** TASK OBJECTIVE **
Please report how many lines of the following entries hold the word "below", giving the number alone.

Photo-based referring expression data
---

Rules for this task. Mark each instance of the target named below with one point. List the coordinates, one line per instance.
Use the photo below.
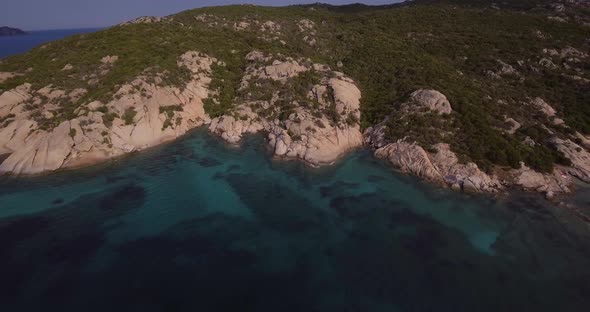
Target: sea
(199, 225)
(11, 45)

---

** ANSWER FOR THE TASK **
2